How to complete this task
Every line with the string "wall" in it belongs in your answer, so copy them all from the data.

(Point-per-instance localization data)
*** Block opens ***

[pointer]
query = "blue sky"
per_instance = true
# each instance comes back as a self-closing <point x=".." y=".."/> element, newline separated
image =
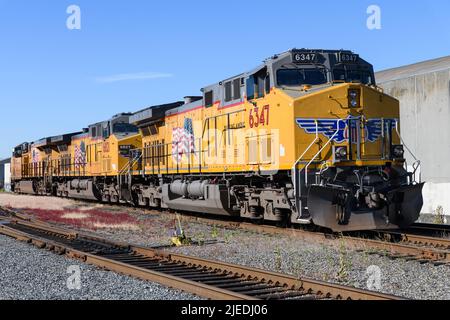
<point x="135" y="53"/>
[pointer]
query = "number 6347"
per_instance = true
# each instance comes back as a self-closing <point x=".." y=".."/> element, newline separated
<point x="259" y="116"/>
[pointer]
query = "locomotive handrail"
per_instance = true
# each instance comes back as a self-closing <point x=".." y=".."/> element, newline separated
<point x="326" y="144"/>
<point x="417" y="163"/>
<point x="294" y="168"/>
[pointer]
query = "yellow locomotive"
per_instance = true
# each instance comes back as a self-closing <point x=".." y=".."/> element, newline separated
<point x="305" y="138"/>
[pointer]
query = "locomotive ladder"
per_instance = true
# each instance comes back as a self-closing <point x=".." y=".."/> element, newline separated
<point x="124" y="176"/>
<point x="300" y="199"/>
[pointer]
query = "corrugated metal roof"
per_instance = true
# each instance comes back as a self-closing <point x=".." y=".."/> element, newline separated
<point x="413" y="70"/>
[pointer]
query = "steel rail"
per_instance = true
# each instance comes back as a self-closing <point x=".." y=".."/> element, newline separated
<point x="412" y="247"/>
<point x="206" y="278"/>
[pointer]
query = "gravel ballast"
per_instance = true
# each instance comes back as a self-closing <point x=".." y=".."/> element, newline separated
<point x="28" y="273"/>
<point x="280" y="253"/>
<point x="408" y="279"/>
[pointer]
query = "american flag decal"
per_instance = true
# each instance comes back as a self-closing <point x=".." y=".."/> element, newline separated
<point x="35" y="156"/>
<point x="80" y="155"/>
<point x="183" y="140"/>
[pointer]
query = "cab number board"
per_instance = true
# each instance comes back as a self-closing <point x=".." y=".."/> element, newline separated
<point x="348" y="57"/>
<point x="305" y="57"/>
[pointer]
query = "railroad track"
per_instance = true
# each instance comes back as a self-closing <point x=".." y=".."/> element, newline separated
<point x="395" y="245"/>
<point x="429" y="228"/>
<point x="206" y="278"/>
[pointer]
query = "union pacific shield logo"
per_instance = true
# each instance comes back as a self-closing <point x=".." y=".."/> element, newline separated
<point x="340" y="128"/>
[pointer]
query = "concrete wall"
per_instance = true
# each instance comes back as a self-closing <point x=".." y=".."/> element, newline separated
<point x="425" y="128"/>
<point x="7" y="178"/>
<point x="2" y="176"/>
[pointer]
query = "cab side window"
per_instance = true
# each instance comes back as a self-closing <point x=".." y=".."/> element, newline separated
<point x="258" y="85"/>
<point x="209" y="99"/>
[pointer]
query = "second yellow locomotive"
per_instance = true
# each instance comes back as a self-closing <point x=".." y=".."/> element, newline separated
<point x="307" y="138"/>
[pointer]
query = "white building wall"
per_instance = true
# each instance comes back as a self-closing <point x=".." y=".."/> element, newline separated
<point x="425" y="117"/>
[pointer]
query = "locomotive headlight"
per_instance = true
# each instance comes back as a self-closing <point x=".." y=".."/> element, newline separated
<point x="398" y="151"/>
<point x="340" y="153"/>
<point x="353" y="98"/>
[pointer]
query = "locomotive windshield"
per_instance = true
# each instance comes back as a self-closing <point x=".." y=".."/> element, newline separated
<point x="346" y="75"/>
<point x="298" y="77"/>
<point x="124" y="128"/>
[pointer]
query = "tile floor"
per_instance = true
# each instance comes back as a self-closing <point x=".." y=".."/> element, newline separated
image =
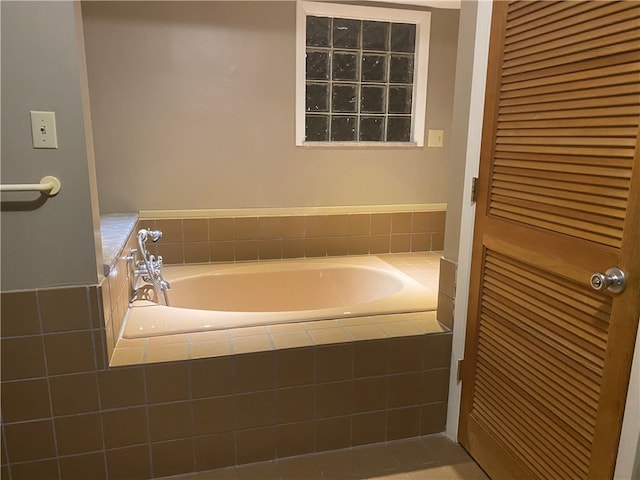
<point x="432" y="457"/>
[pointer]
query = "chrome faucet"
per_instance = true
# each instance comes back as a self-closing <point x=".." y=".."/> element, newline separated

*** Block closes ***
*** Block opens ***

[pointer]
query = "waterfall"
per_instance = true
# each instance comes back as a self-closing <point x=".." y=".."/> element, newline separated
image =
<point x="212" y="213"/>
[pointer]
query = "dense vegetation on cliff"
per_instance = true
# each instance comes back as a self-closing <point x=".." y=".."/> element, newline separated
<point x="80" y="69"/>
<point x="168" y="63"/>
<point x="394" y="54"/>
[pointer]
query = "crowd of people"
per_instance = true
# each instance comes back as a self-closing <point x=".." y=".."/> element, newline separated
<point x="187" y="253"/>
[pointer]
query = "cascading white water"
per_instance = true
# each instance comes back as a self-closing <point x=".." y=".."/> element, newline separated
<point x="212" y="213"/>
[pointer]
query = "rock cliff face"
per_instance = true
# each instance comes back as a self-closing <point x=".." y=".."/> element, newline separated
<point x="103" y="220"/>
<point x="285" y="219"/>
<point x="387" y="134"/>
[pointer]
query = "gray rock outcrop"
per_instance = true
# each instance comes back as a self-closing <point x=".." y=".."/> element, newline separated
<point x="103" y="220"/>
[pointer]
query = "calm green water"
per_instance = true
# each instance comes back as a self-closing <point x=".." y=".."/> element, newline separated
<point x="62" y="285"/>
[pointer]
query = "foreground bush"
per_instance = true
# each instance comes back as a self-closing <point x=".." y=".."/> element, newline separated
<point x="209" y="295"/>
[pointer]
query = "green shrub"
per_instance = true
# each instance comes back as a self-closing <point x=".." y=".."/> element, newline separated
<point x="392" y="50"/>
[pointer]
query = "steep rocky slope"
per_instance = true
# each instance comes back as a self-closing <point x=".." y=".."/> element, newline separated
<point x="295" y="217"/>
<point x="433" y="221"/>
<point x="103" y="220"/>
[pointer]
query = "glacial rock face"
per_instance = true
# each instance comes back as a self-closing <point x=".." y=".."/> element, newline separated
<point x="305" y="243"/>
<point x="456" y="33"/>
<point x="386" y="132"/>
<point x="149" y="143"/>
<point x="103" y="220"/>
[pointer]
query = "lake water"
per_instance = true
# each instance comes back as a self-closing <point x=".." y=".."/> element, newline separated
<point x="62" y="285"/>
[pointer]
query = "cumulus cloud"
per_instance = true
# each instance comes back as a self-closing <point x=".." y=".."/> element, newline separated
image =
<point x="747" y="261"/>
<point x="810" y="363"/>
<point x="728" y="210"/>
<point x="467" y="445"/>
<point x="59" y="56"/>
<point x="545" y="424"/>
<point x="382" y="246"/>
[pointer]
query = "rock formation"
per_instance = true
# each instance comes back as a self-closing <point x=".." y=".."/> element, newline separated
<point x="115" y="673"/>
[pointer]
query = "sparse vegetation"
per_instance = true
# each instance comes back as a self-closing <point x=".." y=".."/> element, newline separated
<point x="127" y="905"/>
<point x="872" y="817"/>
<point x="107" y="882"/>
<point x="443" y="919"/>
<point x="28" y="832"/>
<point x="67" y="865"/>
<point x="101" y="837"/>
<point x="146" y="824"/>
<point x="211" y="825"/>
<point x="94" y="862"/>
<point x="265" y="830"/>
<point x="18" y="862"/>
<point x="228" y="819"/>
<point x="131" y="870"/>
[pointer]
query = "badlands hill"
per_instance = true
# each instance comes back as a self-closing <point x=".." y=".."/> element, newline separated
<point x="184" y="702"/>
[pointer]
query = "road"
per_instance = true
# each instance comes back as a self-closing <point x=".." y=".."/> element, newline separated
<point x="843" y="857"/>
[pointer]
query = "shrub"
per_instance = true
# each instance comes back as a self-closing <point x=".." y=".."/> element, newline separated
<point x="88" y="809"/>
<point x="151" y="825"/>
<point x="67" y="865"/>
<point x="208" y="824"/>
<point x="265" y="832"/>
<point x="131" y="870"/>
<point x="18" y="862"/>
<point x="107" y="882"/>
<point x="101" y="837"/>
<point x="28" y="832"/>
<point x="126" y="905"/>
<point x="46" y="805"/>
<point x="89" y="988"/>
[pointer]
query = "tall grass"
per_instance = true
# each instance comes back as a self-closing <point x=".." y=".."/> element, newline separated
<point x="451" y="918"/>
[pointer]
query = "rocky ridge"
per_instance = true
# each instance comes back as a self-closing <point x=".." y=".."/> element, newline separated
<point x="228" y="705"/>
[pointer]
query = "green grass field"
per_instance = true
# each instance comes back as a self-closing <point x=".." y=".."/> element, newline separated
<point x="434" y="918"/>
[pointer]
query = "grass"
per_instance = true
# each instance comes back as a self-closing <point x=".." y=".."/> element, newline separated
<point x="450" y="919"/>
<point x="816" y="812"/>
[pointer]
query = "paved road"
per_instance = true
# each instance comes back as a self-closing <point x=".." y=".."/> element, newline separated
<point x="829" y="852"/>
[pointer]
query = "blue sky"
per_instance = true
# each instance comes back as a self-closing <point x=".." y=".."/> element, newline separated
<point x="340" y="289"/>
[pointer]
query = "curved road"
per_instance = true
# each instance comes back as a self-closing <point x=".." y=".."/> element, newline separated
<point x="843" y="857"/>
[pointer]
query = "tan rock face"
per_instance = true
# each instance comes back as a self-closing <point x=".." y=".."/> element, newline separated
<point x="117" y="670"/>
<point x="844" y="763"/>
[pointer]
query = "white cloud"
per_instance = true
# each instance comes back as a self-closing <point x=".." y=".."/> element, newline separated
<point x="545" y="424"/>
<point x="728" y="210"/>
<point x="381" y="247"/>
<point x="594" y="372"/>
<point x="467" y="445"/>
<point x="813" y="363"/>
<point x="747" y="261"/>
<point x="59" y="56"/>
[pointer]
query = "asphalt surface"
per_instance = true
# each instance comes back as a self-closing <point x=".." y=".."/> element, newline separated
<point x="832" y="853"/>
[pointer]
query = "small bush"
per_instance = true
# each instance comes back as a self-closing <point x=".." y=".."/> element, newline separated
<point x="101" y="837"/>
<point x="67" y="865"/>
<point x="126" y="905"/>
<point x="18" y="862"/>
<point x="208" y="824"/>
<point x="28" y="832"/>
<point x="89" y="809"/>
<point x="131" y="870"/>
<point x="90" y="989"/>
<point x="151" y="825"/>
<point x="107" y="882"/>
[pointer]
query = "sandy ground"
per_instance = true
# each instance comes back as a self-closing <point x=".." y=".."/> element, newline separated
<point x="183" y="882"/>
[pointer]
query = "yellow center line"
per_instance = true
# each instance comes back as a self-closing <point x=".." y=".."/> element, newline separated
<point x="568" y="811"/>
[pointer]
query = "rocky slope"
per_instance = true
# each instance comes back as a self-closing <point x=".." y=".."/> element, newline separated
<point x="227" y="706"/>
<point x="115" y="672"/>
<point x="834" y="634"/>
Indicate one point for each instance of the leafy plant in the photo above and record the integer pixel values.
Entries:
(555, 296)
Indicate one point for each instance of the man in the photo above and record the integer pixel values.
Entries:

*** Block closes ***

Written answer
query = "concrete wall"
query = "white building wall"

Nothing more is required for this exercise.